Given task:
Convert the material below, from the line with "Exercise. Point out the beige loveseat" up to and including the line with "55), (301, 69)]", into a Markdown table with the columns Row and Content. Give each line its own numbered row and omit blank lines.

______

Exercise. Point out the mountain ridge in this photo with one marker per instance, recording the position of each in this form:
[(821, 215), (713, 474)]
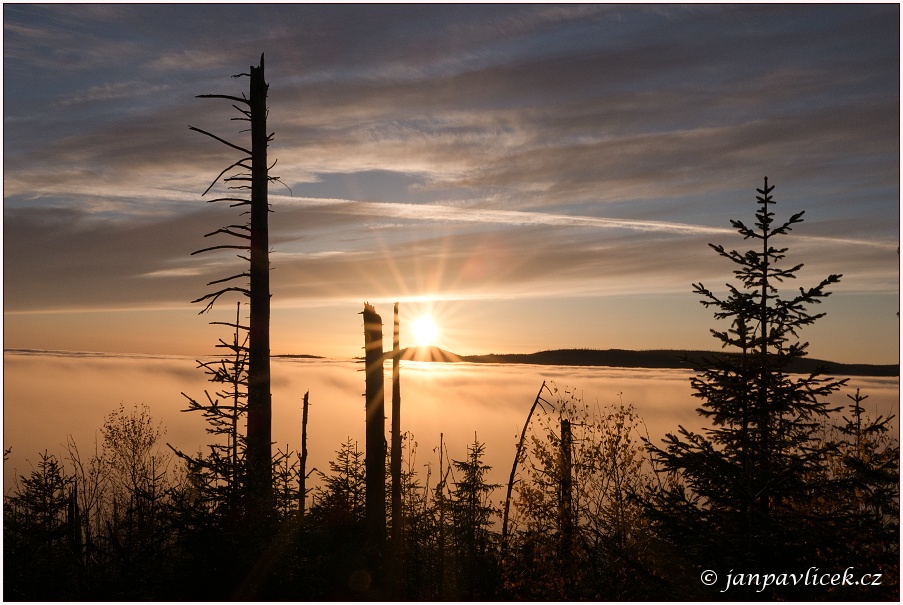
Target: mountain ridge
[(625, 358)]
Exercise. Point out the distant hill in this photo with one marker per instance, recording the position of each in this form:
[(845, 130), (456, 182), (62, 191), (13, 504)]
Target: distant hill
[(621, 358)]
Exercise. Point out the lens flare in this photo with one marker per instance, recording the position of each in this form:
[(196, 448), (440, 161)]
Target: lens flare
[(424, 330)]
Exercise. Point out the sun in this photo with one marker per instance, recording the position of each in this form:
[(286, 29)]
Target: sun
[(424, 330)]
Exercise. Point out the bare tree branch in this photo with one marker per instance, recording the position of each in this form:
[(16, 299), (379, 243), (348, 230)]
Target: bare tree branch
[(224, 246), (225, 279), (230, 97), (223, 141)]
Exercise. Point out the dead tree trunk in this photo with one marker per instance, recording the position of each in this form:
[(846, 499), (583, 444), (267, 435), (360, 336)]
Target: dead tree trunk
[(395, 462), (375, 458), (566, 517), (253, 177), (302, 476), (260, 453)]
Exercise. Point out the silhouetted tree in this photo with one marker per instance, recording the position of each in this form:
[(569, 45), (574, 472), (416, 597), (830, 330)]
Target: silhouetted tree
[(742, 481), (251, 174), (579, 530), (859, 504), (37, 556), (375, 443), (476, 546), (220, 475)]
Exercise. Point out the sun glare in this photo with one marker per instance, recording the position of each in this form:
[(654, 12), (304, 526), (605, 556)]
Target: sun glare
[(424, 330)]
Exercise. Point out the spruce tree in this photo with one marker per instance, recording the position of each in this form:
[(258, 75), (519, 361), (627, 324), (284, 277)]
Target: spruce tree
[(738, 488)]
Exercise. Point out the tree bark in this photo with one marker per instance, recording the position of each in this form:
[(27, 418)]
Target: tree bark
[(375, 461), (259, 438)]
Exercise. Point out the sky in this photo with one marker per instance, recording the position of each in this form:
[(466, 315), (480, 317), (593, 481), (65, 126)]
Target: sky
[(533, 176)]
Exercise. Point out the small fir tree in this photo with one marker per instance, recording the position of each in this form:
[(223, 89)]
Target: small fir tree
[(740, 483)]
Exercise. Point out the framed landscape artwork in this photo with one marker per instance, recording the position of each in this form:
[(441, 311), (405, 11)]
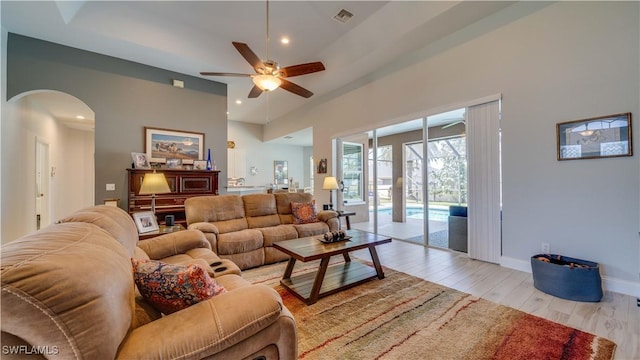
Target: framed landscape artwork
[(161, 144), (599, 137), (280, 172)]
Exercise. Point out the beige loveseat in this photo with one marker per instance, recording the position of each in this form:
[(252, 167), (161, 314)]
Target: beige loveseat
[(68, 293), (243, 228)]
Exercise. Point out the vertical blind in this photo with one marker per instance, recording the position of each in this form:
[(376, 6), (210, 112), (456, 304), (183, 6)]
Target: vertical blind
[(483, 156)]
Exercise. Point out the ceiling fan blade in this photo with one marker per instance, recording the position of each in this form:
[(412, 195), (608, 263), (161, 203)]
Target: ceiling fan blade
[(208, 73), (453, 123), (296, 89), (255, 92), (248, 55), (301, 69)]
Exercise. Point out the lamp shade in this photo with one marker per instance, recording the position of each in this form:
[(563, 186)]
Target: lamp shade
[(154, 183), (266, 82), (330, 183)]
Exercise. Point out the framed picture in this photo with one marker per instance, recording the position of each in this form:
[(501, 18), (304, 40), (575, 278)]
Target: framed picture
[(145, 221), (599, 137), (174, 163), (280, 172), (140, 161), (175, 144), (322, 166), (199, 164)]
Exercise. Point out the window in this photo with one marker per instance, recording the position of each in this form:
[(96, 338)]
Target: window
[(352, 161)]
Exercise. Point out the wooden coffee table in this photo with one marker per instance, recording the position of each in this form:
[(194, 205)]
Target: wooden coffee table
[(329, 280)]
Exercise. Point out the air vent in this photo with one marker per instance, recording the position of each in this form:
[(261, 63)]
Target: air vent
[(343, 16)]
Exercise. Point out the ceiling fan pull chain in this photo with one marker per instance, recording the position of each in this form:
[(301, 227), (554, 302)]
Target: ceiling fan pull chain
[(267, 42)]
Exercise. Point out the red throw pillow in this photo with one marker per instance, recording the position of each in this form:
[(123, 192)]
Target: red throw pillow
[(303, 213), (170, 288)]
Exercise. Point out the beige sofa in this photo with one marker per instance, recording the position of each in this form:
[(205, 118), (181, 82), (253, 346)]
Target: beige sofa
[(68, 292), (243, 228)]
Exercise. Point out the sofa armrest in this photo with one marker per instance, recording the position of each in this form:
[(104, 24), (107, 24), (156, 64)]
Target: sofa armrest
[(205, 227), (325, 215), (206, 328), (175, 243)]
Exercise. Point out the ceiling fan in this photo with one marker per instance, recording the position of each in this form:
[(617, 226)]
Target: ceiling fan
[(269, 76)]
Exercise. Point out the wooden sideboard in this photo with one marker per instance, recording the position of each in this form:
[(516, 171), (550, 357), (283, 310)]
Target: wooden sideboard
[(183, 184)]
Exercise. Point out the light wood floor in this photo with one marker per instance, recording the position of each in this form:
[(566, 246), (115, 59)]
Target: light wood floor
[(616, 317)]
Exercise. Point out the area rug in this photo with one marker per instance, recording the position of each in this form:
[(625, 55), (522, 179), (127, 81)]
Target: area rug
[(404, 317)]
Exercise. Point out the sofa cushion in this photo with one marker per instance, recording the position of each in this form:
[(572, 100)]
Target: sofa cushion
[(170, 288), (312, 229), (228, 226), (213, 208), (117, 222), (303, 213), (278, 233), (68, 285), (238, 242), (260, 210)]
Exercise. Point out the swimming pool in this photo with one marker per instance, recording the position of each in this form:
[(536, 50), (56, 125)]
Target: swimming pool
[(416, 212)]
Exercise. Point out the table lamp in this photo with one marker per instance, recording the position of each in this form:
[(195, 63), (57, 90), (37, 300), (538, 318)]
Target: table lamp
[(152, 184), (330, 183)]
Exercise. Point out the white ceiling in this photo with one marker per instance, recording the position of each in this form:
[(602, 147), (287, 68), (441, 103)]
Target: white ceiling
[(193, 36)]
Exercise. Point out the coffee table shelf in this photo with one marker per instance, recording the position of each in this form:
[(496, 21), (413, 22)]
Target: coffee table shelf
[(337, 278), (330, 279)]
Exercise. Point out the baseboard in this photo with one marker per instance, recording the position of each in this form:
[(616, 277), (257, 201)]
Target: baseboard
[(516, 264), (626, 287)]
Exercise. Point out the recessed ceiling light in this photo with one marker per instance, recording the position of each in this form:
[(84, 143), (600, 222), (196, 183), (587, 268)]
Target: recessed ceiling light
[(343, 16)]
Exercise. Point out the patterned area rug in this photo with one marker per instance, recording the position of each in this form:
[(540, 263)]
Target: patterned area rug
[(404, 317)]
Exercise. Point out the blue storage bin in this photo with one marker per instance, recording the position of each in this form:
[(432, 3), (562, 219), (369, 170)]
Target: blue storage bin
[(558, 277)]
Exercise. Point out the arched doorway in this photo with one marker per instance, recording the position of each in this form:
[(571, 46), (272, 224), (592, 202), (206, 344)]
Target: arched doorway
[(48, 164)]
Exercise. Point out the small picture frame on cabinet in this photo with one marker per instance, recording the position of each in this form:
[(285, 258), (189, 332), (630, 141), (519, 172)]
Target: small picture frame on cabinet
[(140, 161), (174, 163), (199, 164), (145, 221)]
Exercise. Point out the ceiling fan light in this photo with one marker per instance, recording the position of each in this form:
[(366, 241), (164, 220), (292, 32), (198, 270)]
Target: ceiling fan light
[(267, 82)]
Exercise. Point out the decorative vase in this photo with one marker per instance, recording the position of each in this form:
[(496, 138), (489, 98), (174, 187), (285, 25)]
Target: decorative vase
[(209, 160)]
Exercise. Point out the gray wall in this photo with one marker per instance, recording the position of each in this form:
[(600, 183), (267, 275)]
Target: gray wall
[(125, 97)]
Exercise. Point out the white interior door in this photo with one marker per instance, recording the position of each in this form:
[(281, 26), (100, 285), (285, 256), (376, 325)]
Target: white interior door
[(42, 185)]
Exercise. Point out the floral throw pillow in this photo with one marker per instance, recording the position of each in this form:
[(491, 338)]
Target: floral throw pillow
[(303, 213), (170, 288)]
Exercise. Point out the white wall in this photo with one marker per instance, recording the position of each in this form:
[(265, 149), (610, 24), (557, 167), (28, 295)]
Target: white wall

______

The output:
| Row | Content |
|---|---|
| 1 | Exercise. Point out the beige loveseat in this photo with one marker per instance, recording the position of each in this form: |
| 2 | [(252, 167), (161, 314)] |
| 3 | Target: beige loveseat |
| 4 | [(68, 293), (243, 228)] |
| 5 | Exercise. Point out the vertical blind in this photo with one marker per instance, recording the position of each in this form: |
| 6 | [(376, 6), (210, 112), (456, 304), (183, 6)] |
| 7 | Target: vertical blind |
| 8 | [(483, 156)] |
| 9 | Exercise. Point out the ceiling fan blade in this photo with one marker per instance, recording the position of each in this form: |
| 10 | [(412, 195), (608, 263), (161, 203)] |
| 11 | Target: ceiling fan blade |
| 12 | [(208, 73), (453, 123), (296, 89), (255, 92), (248, 55), (301, 69)] |